Melbourne Business School (MBS) is the graduate business school of the University of Melbourne, Victoria, Australia.
The School offers an MBA program, specialist Masters programs, a doctoral program, and executive education programs.
The MBS Head Office and main campus are in the Melbourne suburb of Carlton,
walking distance from Melbourne's Central Business District, in a complex designed by Daryl Jackson.

MBS has an additional office in Pitt Street, Sydney, and a program enquiries office in Kuala Lumpur, Malaysia.

History

MBS began teaching in 1955 when the University of Melbourne offered Australia's first residential executive education program in the summer of that year. Its first Master of Business Administration (MBA) degree was awarded in 1965, which was also the first MBA degree awarded in Australia.

During the 1980s, MBS was awarded the status of a National Management School by the Australian Government and the Graduate School of Management was established within the University of Melbourne.

In 1989, it was re-organized again, this time as the Graduate School of Management Ltd: a non-profit company limited by guarantee and managed by a board of directors which includes the chairs and directors of leading Australian corporations. This organization structure has helped create a major link between the university and those who have a responsibility for management. It is currently co-owned by the University of Melbourne (45%) and Australian businesses (55%).

In 2004, Melbourne Business School Limited merged with Mt Eliza Business School, which was established in 1957, becoming the largest management education business school in Australia. 

In July 2009, the school announced that it was the subject of a proposed merger with the Graduate School of Management at the University of Melbourne. However, the proposal was decided not to proceed following opposition from MBS members in September 2009.

**Raw records**
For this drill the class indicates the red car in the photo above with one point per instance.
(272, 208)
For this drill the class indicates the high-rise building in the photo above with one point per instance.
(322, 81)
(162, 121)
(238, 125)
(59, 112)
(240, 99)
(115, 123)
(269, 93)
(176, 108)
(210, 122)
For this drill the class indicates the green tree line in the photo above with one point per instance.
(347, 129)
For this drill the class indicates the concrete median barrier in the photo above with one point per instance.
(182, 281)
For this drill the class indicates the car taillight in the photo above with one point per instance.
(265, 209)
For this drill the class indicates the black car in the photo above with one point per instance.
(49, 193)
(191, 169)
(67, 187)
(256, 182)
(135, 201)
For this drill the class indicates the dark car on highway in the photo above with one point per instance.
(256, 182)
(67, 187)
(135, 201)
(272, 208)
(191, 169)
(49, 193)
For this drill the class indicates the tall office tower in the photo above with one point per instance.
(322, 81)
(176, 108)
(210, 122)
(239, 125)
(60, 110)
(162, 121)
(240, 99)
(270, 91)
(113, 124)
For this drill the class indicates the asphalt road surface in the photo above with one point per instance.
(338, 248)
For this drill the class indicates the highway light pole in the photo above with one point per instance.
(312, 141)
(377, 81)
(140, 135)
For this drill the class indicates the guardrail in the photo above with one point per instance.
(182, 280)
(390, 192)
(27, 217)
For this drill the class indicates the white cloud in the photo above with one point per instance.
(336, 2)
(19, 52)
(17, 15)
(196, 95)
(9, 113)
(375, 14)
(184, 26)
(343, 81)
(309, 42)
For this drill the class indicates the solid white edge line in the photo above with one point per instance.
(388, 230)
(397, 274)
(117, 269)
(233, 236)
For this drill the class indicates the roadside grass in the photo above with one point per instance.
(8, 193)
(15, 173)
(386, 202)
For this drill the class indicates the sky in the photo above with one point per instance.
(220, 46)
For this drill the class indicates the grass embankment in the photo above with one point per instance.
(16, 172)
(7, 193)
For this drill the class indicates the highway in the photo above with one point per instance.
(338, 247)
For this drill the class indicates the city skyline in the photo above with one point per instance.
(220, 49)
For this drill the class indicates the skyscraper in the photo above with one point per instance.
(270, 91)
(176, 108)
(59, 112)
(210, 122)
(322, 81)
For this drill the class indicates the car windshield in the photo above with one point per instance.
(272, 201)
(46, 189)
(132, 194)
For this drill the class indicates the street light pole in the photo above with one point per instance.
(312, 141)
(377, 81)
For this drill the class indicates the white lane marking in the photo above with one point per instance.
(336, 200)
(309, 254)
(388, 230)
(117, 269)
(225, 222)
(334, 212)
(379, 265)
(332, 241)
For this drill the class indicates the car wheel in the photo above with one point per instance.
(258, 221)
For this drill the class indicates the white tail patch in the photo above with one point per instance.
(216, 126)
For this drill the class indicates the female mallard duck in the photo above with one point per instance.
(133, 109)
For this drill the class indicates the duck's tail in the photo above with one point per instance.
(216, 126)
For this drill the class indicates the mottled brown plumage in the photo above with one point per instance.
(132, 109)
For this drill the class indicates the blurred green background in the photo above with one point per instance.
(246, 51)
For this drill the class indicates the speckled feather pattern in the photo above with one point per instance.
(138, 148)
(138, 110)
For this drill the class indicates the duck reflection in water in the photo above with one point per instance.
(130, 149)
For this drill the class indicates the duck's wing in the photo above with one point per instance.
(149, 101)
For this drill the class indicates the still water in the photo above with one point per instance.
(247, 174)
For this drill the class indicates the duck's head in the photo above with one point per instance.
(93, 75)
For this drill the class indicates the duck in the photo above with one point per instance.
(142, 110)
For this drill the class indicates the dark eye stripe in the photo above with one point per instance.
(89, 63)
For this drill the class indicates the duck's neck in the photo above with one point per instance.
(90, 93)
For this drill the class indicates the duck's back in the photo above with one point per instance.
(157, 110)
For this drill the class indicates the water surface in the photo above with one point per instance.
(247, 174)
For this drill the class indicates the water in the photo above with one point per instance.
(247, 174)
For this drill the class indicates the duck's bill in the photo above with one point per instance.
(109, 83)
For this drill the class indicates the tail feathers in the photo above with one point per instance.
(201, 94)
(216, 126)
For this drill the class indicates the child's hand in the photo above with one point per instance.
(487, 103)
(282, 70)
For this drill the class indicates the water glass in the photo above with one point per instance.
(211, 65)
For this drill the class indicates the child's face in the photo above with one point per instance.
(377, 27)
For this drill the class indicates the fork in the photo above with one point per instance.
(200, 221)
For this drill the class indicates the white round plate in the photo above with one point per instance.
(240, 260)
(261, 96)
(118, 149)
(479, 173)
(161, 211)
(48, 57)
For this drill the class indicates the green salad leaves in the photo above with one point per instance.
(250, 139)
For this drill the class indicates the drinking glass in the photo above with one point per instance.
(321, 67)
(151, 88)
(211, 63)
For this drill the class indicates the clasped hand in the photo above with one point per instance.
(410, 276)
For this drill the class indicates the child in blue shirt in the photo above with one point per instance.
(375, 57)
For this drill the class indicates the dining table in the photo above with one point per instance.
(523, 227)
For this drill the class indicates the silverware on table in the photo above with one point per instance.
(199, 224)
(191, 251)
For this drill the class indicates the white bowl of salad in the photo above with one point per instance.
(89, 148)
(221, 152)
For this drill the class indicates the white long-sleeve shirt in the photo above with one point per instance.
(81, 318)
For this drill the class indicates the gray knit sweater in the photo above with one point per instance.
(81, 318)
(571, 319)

--

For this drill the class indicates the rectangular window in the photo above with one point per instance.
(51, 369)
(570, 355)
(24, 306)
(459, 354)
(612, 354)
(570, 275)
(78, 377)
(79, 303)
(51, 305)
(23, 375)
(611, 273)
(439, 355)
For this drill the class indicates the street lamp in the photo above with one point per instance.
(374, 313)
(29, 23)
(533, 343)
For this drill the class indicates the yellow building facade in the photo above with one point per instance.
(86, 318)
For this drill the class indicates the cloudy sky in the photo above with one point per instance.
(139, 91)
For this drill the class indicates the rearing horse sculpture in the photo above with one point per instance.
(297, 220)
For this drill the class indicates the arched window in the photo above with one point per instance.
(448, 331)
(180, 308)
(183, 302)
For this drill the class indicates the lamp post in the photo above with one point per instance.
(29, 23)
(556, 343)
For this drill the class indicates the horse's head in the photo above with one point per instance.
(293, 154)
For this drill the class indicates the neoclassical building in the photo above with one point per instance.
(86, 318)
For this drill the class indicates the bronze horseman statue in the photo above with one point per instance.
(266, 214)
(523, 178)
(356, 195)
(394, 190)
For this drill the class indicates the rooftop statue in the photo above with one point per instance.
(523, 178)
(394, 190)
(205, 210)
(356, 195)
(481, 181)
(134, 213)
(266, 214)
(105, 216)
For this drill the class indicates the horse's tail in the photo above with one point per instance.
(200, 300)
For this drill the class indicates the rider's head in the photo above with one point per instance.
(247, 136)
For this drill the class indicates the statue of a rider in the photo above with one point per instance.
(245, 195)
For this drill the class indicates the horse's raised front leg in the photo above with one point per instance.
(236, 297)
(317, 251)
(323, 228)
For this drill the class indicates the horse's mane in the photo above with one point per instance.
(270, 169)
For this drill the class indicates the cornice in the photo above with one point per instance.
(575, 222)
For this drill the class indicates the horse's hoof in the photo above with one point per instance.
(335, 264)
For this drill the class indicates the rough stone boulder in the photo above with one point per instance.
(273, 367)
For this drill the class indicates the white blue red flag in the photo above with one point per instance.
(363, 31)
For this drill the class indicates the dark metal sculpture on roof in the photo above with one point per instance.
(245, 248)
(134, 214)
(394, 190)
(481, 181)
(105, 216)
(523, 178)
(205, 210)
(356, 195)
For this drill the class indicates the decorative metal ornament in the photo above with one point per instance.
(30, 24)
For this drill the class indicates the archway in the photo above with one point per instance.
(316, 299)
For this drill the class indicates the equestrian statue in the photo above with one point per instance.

==

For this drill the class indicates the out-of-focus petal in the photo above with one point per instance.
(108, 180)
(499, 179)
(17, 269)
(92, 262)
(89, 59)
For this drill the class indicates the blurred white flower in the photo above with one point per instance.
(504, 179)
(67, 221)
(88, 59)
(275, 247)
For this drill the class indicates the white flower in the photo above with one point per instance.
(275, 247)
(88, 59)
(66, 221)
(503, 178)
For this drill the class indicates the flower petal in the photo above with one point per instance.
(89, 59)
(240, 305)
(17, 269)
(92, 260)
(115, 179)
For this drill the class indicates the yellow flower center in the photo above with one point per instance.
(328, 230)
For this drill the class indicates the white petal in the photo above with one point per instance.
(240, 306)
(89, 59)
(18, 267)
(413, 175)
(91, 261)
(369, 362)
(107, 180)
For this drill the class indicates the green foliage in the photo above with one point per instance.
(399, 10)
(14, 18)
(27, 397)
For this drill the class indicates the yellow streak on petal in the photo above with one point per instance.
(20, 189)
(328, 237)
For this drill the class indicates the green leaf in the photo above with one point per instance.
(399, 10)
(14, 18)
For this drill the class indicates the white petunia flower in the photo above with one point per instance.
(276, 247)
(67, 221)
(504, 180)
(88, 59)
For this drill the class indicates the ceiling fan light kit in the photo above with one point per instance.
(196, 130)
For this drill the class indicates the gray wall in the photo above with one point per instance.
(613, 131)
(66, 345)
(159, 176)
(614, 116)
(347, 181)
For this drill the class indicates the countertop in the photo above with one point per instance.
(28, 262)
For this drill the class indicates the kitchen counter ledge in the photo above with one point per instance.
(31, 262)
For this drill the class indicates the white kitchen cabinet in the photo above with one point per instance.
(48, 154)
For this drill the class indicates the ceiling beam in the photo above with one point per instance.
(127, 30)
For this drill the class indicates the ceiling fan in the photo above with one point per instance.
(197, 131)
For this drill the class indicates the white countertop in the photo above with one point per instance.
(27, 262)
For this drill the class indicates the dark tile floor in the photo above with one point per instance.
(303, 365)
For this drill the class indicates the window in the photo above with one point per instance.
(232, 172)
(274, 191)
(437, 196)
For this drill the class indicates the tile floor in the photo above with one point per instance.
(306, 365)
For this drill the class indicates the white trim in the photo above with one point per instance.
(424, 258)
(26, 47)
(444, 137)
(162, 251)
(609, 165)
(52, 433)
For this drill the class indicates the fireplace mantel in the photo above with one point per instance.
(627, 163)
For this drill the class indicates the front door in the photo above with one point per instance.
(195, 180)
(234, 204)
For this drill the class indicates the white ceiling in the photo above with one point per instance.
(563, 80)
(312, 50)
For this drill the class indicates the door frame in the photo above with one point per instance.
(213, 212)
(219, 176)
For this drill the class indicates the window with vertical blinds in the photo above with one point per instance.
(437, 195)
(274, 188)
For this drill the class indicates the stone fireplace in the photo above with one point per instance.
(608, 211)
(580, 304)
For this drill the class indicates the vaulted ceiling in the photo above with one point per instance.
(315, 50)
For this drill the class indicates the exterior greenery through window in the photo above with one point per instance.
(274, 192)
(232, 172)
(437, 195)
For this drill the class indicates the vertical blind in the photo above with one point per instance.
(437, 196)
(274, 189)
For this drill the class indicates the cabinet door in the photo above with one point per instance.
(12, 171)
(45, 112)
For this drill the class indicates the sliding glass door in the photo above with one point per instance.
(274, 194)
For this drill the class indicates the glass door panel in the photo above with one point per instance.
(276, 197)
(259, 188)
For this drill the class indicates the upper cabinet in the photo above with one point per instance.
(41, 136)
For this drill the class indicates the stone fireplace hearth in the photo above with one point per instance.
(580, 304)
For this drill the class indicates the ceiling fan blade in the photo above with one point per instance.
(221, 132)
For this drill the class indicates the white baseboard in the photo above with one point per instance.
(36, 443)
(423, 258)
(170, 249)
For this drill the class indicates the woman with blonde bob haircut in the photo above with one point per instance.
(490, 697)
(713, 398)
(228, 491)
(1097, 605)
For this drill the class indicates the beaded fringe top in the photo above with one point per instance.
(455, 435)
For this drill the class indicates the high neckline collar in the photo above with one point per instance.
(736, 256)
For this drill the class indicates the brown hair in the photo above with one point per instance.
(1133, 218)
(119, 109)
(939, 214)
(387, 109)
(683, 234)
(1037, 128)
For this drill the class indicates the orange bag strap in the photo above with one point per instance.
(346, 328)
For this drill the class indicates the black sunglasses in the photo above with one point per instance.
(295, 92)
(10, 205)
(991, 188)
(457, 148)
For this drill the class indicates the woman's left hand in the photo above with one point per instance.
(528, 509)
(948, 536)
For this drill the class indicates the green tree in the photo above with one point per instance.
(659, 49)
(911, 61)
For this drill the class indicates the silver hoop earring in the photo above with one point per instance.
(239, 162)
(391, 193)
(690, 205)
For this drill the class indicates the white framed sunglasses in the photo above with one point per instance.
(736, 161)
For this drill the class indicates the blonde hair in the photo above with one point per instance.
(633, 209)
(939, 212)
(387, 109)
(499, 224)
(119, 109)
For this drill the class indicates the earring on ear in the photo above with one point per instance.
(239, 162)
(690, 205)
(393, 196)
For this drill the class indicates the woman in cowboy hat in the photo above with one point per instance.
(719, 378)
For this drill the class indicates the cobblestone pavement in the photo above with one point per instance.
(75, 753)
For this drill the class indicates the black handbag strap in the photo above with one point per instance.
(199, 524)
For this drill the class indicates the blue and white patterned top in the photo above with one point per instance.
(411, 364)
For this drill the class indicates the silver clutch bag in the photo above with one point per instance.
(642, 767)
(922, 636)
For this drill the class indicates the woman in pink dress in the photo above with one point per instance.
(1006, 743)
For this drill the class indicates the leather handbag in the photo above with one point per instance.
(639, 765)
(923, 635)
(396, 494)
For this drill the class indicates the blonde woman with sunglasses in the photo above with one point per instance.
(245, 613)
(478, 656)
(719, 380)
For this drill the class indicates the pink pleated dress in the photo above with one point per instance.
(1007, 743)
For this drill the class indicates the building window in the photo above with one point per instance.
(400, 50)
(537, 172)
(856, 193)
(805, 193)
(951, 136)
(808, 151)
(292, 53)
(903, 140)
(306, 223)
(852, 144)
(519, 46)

**Challenges**
1. According to the Melbourne Business School passage, in what year did the school award its first MBA degree?
2. Please carry on the Melbourne Business School passage from its final sentence.
The data is separate from the Melbourne Business School passage.

**Task-by-task answers**
1. 1965

2.
In October 2012 the school signed a collaboration deal with University of Melbourne, sharing resources but retaining the school's independence and the authority of the board.

MBS closed and sold its Mt Eliza campus in 2016, to concentrate on expanding the Carlton campus.

Research Centres
Centre for Business Analytics

The Centre for Business Analytics (CfBA) at Melbourne Business School was established in 2014 in response to growing global demand for analytics research and knowledge. The Centre also manages educational programs, collaborative workshops and the School's Master of Business Analytics program. The CfBA is headed by Professor Ujwal Kayande.

Centre for Sustainability and Business

The Centre for Sustainability and Business at Melbourne Business School was established in 2020 to support the development of sustainability in business. the Centre brings together leaders to develop the networks and comprehensive skill-sets needed to advance the practice of sustainability in business. The CSaB is header by Professor Glen Hoetker.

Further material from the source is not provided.